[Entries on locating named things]
▼
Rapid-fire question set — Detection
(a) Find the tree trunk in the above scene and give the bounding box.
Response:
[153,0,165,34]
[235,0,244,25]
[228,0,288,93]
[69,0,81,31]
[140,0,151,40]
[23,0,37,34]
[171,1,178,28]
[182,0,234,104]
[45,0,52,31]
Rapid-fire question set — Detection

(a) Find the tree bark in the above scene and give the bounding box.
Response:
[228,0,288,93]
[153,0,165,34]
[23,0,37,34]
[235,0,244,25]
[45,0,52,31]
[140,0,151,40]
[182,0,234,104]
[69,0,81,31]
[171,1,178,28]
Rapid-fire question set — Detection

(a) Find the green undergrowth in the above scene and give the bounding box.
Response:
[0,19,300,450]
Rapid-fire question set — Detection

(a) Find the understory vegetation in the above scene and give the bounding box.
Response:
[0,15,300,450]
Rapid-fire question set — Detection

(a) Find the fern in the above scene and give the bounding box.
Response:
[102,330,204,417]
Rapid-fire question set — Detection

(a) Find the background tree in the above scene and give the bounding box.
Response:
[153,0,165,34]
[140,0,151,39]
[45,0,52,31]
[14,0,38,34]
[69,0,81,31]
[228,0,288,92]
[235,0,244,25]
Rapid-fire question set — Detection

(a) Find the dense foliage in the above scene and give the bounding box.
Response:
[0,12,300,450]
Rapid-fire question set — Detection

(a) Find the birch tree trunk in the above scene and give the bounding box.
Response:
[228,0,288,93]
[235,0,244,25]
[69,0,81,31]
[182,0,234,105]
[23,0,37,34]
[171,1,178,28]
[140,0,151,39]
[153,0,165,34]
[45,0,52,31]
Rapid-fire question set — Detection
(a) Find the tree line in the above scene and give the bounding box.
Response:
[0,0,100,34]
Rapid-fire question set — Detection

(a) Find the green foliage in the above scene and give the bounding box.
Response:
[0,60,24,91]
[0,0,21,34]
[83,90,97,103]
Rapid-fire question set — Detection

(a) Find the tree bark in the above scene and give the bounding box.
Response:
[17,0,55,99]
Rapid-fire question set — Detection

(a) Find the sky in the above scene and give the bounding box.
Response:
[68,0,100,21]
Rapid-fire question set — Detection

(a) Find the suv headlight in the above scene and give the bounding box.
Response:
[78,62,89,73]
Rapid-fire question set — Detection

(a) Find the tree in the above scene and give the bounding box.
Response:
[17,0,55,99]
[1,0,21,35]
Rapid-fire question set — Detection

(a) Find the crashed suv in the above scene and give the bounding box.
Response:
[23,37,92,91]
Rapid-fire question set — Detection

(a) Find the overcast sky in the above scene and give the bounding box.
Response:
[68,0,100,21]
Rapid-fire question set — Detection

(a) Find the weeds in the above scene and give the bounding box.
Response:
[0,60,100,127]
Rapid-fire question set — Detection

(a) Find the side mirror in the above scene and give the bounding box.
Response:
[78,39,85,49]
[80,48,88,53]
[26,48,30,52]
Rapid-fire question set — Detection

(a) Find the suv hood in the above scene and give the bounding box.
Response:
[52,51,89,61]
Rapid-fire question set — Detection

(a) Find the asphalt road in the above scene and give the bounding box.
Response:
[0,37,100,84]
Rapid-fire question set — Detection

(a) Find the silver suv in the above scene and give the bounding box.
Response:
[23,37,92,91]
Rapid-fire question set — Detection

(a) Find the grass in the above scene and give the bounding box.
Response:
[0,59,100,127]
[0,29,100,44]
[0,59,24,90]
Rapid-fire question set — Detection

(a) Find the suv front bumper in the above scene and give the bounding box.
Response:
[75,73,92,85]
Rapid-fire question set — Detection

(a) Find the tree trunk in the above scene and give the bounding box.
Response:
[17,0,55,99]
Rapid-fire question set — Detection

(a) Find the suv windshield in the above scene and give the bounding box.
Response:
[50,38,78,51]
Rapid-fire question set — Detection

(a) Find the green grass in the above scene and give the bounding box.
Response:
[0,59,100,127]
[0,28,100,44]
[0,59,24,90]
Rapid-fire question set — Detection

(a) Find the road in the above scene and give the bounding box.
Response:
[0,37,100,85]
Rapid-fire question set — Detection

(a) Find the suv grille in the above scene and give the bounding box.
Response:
▲
WHAT IS NEEDED> Can you identify every line in the records above that contains the string "grass" and copy each one? Case counts.

FINISHED TASK>
(a) Find the grass in the above scene and give the bounding box.
(a) Find the green grass in the above scene and give the bounding box.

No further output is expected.